▸ Document source
Le caractère indépendant de Christina se montra de bonne heure. « Elle est née pour devenir une héroïne », disait un de ses frères; et on l'en plaisantait. Elle était très ambitieuse. Une nuit, sa soeur cadette l'entendit pleurer « Pourquoi est-ce que tu pleures? » lui demanda-t-elle. « Oh c'est l'affreuse pensée que je dois mourir et m'étendre dans un étroit cercueil, sans que personne sache seulement que j'ai existé. »

En matière religieuse, elle eut un développement précoce; déjà avant sa conversion, elle aimait beaucoup la Bible et les exercices de piété. Mais., dans ce domaine aussi, elle conservait son indépendance. Ainsi, elle avait été élevée dans le sabbatisme le plus rigide; or, un dimanche, elle s'enferma à clef dans sa chambre et se mit à coudre, s'attendant à voir tomber sur elle le feu du ciel; aucune flamme n'apparut. Cette expérience faite, elle continua à observer le repos dominical, mais cette observance fut dépouillée pour elle de tout formalisme superstitieux. Elle était, du reste, absolument contraire au formalisme. Ses convictions, ses principes étaient carrés et rien ne pouvait en arrondir les angles.

Très jeune encore, elle assista à une réunion missionnaire où Moffat présenta la petite Sara Robey, une petite Bechuana, qu'il avait sauvée d'un tombeau où ses parents l'avaient enterrée vivante. Cela lui fit une profonde impression. Dès ce jour, elle se passionna pour les missions; elle voulut s'abonner à un journal missionnaire, et, comme ses quelques sous n'y suffisaient pas, elle insista auprès de sa soeur cadette pour qu'elle s'associât avec elle. La petite n'en avait aucune envie, mais céda sans mot dire.

Les filles de la maison avaient beaucoup à coudre et à recoudre pour leurs trois petits frères, surtout après le départ de la soeur aînée, Kate, qui dut, de bonne heure, quitter le toit paternel pour gagner sa vie comme institutrice. Christina détestait le travail à l'aiguille; elle le détesta toute sa vie (sauf la broderie); elle abhorrait surtout les raccommodages. Un jour, elle se livrait à ce travail détesté ; tout d'un coup elle se lève, jette à sa soeur le bas qu'elle reprisait : « Il y a assez longtemps que je fais ce métier, dit-elle, tu peux le faire maintenant. » La soeur ne dit mot. Nul ne soupçonnait la raison pour laquelle Christina désirait pouvoir disposer de ses loisirs : elle voulait visiter les pauvres.

▸ Données enregistrées
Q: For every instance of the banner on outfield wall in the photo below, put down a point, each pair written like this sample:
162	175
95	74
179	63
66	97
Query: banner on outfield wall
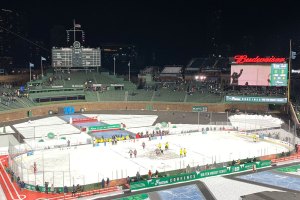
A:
197	175
269	100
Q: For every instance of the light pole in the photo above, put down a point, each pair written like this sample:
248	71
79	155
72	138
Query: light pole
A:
114	65
129	71
198	121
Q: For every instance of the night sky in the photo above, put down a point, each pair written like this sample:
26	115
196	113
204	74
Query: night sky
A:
174	30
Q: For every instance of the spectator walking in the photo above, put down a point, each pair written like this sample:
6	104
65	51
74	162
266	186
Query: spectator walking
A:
254	167
184	152
135	153
149	174
52	188
102	183
138	176
66	189
46	187
73	190
181	152
37	188
107	182
130	153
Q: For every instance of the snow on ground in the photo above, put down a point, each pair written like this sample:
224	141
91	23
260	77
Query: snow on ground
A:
8	129
41	127
88	163
227	189
247	122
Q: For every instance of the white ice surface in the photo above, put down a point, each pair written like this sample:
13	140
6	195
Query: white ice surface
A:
129	120
90	164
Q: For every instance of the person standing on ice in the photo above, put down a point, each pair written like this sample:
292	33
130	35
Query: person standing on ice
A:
149	174
103	183
166	146
107	182
159	146
135	152
34	167
254	167
52	188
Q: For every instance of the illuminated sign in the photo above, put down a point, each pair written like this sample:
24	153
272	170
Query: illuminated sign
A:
240	59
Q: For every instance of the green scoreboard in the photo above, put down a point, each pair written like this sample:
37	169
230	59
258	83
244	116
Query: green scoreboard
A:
279	74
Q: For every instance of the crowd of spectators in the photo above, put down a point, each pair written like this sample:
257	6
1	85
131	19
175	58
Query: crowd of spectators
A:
255	91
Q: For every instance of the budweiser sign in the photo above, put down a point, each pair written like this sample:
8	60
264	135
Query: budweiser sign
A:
240	59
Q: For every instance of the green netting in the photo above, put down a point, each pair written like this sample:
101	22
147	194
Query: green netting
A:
293	168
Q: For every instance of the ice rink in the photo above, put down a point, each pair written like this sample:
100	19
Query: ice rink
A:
86	164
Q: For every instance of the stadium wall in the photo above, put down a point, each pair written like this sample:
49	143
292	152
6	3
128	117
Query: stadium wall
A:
94	106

▸ Énoncé de l'exercice
Dites si chacune des affirmations suivantes s'accorde avec le document source, en répondant par oui ou par non et en citant mot pour mot le passage qui tranche. (a) Christina aimait le travail à l'aiguille, à l'exception des raccommodages. (b) La sœur cadette avait envie de s'abonner au journal missionnaire. (c) Après avoir cousu un dimanche, Christina continua à observer le repos dominical.

▸ Solution
(a) Non : « Christina détestait le travail à l'aiguille ».
(b) Non : « La petite n'en avait aucune envie ».
(c) Oui : « elle continua à observer le repos dominical ».